▸ **Selected extract**:

Melrose House
Built in 1854 for Richard S. Willis, Melrose house was a depiction of how the wealthy class lived during the latter half of the 19th century. With its wide plank flooring (some of which can still be found in the house today), four bedrooms, and story and a half structure, it was one of the most prominent houses in Montgomery. During the Civil War when housing became scarce Melrose opened its doors to those needing shelter. Many young couples also found their way to the vast well-manicured grounds for picnics and social gatherings.
The home’s second name was “The Old Irion Place” while Dr. John L. Irion, a surgeon of the Confederate Army, took up residence. It’s rumored that during his ownership of the house Sam Houston spent a few days visiting and that quite a few soldiers mended their battle wounds here.
During the 1960s, the house was renamed the house “Cathalorri” for the owners' two granddaughters. During this time period, work was done to restore the outside structure of the home and the house also received its Texas historical marker in 1966.
More recently, Melrose House has become a commercial establishment and is an eatery and wedding destination.
In the late 1930s, the resident of another of Montgomery's large, early homes began corresponding with a historian at the University of Texas named Fannie Ratchford. During this correspondence, Mary Davis wrote a letter which included the history of Melrose House. The letter should not be considered to be an authoritative history of the house, as it is lacking in primary sources of information and most of it taking place prior to Mary Davis' birth. Additionally, the original letter mis-named a woman named Anna Griggs as Anna Grigsby. This mistake was repeated in future recitations of the home's history. However, Anna Griggs' gravestone can be found in the Montgomery New Cemetery. Mary Davis' story of Melrose House (with Anna Grigg's name correctly spelled) is below.
"The Irion family’s long occupancy of the R.S. Willis home has caused it to be remembered as the Old Irion Place.
Both of the Willis Brothers built new homes in the same year, 1854. The two brothers’ lives seem to have run evenly parallel in many ways. They both married Montgomery girls about the same time.

(Data entries)
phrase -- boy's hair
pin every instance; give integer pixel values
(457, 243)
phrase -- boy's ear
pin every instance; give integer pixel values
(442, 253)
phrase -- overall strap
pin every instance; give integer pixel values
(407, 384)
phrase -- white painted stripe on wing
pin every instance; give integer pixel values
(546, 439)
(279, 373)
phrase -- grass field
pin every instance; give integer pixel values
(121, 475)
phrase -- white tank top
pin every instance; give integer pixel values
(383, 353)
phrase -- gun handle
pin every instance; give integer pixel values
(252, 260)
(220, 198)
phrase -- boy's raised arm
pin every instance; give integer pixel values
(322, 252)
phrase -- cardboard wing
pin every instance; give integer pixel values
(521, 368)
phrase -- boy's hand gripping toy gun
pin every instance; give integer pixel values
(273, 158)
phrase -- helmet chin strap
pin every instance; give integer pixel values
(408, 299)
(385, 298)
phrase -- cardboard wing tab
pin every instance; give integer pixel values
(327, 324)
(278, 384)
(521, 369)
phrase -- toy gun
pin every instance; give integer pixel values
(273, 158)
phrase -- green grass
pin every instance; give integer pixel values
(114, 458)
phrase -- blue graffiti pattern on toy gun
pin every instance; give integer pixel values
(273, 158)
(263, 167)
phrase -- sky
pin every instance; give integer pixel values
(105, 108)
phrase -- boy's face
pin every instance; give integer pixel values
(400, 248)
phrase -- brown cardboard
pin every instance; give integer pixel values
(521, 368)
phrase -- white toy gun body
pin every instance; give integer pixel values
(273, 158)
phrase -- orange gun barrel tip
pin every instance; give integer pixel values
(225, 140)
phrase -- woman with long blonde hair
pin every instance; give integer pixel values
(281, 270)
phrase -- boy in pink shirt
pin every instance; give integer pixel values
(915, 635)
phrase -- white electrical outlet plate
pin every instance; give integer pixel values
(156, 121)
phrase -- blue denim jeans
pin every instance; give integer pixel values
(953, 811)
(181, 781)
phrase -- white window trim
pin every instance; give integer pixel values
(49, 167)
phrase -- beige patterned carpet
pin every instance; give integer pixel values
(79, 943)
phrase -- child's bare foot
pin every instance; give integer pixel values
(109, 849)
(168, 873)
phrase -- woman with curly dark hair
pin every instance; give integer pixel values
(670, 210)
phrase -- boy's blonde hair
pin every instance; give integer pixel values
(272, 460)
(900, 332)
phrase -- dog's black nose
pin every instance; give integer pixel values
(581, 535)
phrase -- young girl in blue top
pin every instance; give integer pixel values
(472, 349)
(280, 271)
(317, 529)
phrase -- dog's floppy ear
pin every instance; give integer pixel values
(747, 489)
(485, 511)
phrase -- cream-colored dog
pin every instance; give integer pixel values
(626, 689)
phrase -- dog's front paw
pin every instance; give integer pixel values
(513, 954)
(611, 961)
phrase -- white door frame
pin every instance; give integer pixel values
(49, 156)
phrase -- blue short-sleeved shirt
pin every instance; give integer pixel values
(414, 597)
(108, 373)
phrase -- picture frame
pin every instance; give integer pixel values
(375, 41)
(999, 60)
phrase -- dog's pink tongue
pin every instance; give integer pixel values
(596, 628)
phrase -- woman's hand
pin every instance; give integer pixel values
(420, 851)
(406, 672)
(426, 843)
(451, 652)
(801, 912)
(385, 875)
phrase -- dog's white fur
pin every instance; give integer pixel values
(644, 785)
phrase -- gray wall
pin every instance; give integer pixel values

▸ **Activity list**:
1) In the Melrose House text, reproduce verbatim everything from "Both of the" down to "the same time.".
2) According to the Melrose House text, in what year did the house receive its Texas historical marker?

▸ **Answers for this exercise**:
1)
Both of the Willis Brothers built new homes in the same year, 1854. The two brothers’ lives seem to have run evenly parallel in many ways. They both married Montgomery girls about the same time.

2) 1966